DOCUMENT:
::::::::::

Fifty mm lenses are frequently used for fashion, portraiture, weddings, documentary, street, lifestyle, sports, architecture, landscape, commercial, around-the-home, and general studio photography applications, including product photography. As you likely noted, a number of good applications for this lens include people as subjects. A 50mm lens used (on a full-frame body) has a modestly too wide angle of view for tightly framed headshot portraits (a too-close perspective is required), but 50mm is excellent for wider portrait framing.
This lens's close-focusing feature opens up a wide range of small, close, often very fun subjects ranging from jewelry to flowers. While insects are within this lens's capabilities, most bugs will be frightened by the close distance required to make them large in the frame.
To visualize where 50mm fits among other common focal lengths, I'll borrow a focal length range example from a zoom lens review.
On an ASP-C/1.5x sensor format body, the 50mm focal length provides an angle of view similar to a 75mm lens on a full-frame sensor format body. Uses for this angle of view coincide with most uses of the 50mm focal length, with modestly tighter framing or modestly longer perspective for the same framing being the difference.
For zoom lenses that include 50mm and for lenses in general, the f/2.8 max aperture opening is relatively wide. However, few 50mm prime lenses have a maximum aperture opening this narrow. F/2.8 is a full 2-stops narrower (4x less light transmission) than the popular f/1.4 models. Compare this lens to 1:1-capable macro lenses, and the f/2.8 aperture appears among the brightest available.
The lower the aperture number, the more light the lens will allow to reach the sensor. Each "stop" in aperture change (examples: f/1.4, f/2, f/2.8, f/4.0, f/5.6) increases or reduces the amount of light reaching the sensor by a factor of 2x (a substantial factor). Allowing more light to reach the sensor permits freezing action and handholding the camera in lower light levels and can also permit use of a lower, less noisy ISO setting. In addition to allowing more light to reach the sensor, increasing the aperture opening permits a shallower DOF (Depth of Field) that creates a stronger, better subject-isolating background blur (at equivalent focal lengths). An increased amount of light reaching the imaging sensor improves low light AF performance.

::::::::::

RECORDED INFORMATION:
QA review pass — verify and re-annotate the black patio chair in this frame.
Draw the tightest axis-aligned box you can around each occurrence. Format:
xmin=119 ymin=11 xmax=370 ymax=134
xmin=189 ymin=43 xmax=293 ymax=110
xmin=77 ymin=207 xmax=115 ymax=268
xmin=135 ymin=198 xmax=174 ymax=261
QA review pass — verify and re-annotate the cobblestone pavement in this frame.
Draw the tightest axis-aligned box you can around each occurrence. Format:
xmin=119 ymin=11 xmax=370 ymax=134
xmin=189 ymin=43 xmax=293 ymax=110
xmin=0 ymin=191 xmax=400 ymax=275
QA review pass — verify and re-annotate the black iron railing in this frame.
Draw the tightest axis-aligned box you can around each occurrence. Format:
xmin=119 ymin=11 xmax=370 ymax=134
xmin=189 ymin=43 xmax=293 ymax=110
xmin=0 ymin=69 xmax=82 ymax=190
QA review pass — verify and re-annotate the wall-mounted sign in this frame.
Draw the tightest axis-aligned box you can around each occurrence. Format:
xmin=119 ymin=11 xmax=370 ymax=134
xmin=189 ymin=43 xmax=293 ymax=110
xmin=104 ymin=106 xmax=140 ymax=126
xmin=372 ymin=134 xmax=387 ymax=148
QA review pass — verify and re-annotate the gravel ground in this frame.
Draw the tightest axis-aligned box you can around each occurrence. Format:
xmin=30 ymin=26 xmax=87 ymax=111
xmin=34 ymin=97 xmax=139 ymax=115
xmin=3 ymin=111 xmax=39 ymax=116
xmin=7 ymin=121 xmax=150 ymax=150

::::::::::

PROBLEMS TO WORK ON:
a - Reproduce the passage of the 50mm lens text from "This lens's close-focusing" to "in the frame.".
b - In the listing, rewrite the lines from the one containing "QA review pass — verify and re-annotate the cobblestone" through the end of the listing, replacing "occurrence" with "instance" and changing nothing else. Output only those lines.

SOLUTIONS TO THE PROBLEMS:
a -
This lens's close-focusing feature opens up a wide range of small, close, often very fun subjects ranging from jewelry to flowers. While insects are within this lens's capabilities, most bugs will be frightened by the close distance required to make them large in the frame.

b -
QA review pass — verify and re-annotate the cobblestone pavement in this frame.
Draw the tightest axis-aligned box you can around each instance. Format:
xmin=119 ymin=11 xmax=370 ymax=134
xmin=189 ymin=43 xmax=293 ymax=110
xmin=0 ymin=191 xmax=400 ymax=275
QA review pass — verify and re-annotate the black iron railing in this frame.
Draw the tightest axis-aligned box you can around each instance. Format:
xmin=119 ymin=11 xmax=370 ymax=134
xmin=189 ymin=43 xmax=293 ymax=110
xmin=0 ymin=69 xmax=82 ymax=190
QA review pass — verify and re-annotate the wall-mounted sign in this frame.
Draw the tightest axis-aligned box you can around each instance. Format:
xmin=119 ymin=11 xmax=370 ymax=134
xmin=189 ymin=43 xmax=293 ymax=110
xmin=104 ymin=106 xmax=140 ymax=126
xmin=372 ymin=134 xmax=387 ymax=148
QA review pass — verify and re-annotate the gravel ground in this frame.
Draw the tightest axis-aligned box you can around each instance. Format:
xmin=30 ymin=26 xmax=87 ymax=111
xmin=34 ymin=97 xmax=139 ymax=115
xmin=3 ymin=111 xmax=39 ymax=116
xmin=7 ymin=121 xmax=150 ymax=150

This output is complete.